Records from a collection
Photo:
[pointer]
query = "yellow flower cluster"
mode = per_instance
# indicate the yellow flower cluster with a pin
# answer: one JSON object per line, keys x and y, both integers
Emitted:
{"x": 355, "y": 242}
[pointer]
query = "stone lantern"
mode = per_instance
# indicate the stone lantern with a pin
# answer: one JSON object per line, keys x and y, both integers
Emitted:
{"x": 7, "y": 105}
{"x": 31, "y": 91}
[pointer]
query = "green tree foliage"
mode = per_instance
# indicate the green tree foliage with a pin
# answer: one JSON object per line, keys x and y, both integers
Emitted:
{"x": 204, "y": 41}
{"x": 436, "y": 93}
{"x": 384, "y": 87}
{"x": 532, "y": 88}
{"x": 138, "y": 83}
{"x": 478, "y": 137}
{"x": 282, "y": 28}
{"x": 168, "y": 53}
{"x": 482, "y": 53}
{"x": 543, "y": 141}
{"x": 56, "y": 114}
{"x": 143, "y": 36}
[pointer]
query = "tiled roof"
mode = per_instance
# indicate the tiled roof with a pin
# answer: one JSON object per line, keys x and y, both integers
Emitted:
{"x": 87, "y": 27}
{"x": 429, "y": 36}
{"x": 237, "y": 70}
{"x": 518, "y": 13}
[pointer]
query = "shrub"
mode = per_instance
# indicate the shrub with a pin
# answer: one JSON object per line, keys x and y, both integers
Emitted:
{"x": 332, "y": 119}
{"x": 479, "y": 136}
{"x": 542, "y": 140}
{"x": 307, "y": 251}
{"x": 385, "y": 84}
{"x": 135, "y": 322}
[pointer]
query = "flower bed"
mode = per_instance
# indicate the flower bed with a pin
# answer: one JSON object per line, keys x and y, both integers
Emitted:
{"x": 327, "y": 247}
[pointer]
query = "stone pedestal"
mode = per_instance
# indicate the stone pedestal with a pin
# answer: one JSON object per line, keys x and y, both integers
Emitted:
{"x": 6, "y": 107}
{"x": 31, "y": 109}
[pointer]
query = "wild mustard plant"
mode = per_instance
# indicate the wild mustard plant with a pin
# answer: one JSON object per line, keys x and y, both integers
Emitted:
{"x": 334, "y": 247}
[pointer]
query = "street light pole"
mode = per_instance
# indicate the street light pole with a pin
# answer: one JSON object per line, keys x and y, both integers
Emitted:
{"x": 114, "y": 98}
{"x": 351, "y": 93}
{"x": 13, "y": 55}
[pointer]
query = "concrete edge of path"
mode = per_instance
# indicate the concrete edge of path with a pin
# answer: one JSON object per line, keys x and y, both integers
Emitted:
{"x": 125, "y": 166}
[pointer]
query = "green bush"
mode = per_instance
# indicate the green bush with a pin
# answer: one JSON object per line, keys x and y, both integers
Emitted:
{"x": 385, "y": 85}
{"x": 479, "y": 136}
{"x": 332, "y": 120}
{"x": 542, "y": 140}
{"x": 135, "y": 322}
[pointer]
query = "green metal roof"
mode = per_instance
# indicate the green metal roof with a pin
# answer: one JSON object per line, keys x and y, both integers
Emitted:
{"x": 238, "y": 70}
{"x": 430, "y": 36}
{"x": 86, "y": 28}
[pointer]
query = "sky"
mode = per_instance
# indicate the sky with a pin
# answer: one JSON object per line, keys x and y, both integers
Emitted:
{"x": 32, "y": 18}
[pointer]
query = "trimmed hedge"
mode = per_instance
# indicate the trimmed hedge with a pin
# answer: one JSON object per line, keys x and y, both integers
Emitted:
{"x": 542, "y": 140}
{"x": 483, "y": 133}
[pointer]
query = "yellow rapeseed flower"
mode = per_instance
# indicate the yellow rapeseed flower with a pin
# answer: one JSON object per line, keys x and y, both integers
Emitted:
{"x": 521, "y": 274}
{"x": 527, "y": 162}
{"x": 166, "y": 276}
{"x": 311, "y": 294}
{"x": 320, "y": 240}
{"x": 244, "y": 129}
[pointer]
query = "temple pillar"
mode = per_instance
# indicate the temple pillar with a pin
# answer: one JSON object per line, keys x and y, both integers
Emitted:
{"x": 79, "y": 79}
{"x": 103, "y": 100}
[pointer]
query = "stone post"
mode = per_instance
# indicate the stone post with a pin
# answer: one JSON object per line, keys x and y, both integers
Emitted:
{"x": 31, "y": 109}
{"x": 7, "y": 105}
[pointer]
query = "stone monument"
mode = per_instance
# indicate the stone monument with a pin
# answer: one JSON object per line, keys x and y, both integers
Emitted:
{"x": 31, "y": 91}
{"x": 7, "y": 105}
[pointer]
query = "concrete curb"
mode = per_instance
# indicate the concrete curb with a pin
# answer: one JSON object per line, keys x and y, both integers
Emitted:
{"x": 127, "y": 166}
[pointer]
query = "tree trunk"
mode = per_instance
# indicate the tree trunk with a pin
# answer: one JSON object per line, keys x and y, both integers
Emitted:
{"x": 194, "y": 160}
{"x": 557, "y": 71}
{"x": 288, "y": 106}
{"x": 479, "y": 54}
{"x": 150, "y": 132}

**Written request**
Can you gather every line of the records above that contains the string "path"?

**Answer to the exercise**
query = "concrete edge of path"
# indicate the concrete edge of path with a pin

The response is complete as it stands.